Among Tanaka's other publications are numerous books and articles on world politics and security issues in Japanese and English, including Ni-Chū kankei 1945-1990 [Japan-China Relations 1945-2000] (Tokyo: University of Tokyo Press, 1991); Anzen hoshō: Sengo 50-nen no mosaku [Security: Searching 50 Years after the War] (Tokyo: Yomiuri Shimbunsha, 1997); Ajia no naka no Nihon (Tokyo: NTT Shuppan, 2007), and translated as Japan in Asia: Post-Cold-War Diplomacy (Tokyo: Japan Publishing Industry Foundation for Culture, 2017); An East Asian Community and the United States co-edited with Ralph A. Cossa (Washington, D.C.: Center for Strategic and International Studies, 2007), and "The Yasukuni Issue and Japan's International Relations" in East Asia's Haunted Present: Historical Memories and the Resurgence of Nationalism, edited by Hasegawa Tsuyoshi and Togo Katsuhiko (Westport, CT: Praeger, 2008).

Since 1994, Tanaka has been developing the database "The World and Japan", which stores over 12,000 historical documents dealing with Japan's domestic and international politics in the 19th, 20th, and 21st centuries. The database's website registers about 150,000 hits per month.

EXERCISES:
(a) According to the passage on Tanaka's publications, how many historical documents does the database "The World and Japan" store?
(b) Write out the passage on Tanaka's publications word for word, from "Since 1994, Tanaka" up to and including "hits per month.".
(c) Pick up the passage on Tanaka's publications and database after its last sentence, and keep writing it.

COLLECTED DATA:
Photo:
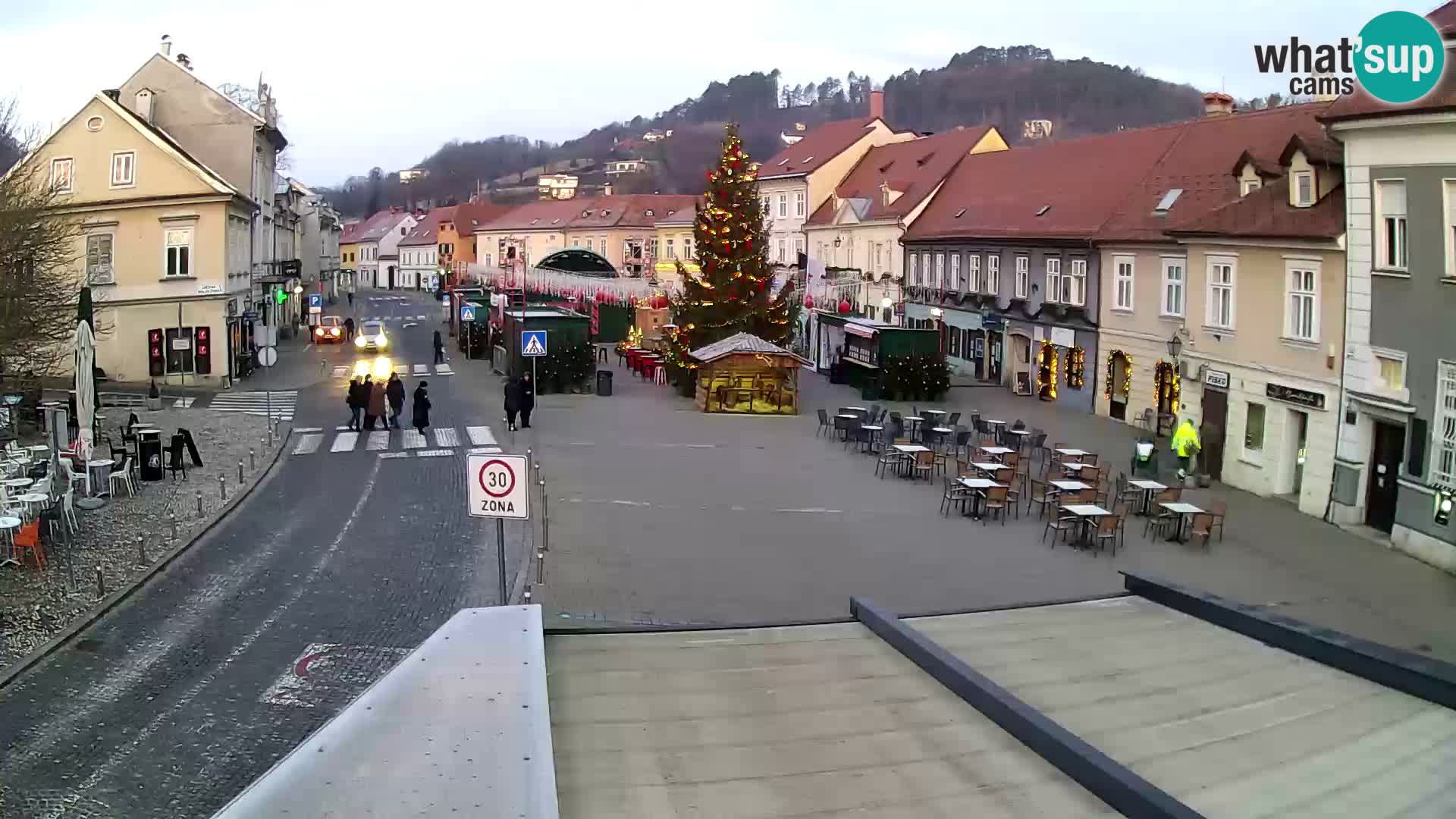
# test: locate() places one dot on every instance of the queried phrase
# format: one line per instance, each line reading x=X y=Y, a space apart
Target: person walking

EXPECTED RESPONSES:
(a) Over 12,000 historical documents.

(b)
Since 1994, Tanaka has been developing the database "The World and Japan", which stores over 12,000 historical documents dealing with Japan's domestic and international politics in the 19th, 20th, and 21st centuries. The database's website registers about 150,000 hits per month.

(c)
== Administrative, professional, and advisory career ==

Tanaka served in various administrative roles at the University of Tokyo: as the Director of the Institute for Advanced Studies on Asia (2002-2006) and as Vice President (2009-2011). In the latter position, he was in charge of its international affairs; during his term, the university joined the G-30 program and established degree programs in English catered to both Japanese and international students, including the PEAK program at the Komaba Campus. In 2012, Tanaka became the president of the Japan International Cooperation Agency (JICA), succeeding Sadako Ogata. Upon the Cabinet's approval of Tanaka's appointment to the role, Japan's Foreign Minister Koichiro Genba called Tanaka "a prominent scholar in international politics who is highly acclaimed in the world as well as in Japan. His works and activities encompass wide-ranging fields, including diplomacy, security, politics and economics, and he has been involved in making various proposals to the government." Among the many projects the agency oversaw, Tanaka was involved in the comprehensive peace agreement signed in March 2014 between the Philippine government and the Moro Islamic Liberation Front (MILF). The agreement ended two decades of negotiation, and JICA soon began implementing several "quick impact" projects in the area to improve the prospects of a lasting peace in the region.

Tanaka stepped down as president of JICA in September 2015. He then served as president of the National Graduate Institute for Policy Studies from 2017 to 2022. He was reappointed president of JICA in April 2022, succeeding Shinichi Kitaoka.

In addition to his administrative and professional capacities, Tanaka has served in various advisory roles, such as the East Asia Vision Group, an advisory panel for the ASEAN+3 summit (1999 to 2001), as well as several government and semi-governmental advisory panels, including the Council of Defense-Strategic Studies (2001), the Advisory Group on International Cooperation for Peace (2002), and the Council on Security and Defense Capability (2009). He was also involved in drafting policy recommendations such as "Japan's New Security Strategy: Multilayered and Cooperative Security Strategy" (2008), and the "Toward a Greater Alliance: A Policy Proposal of the Mt. Fuji Dialogue Special Task Force" (2017). In addition to advisory roles in Japan, Tanaka has advised international organizations such as the United Nations Development Program (UNDP).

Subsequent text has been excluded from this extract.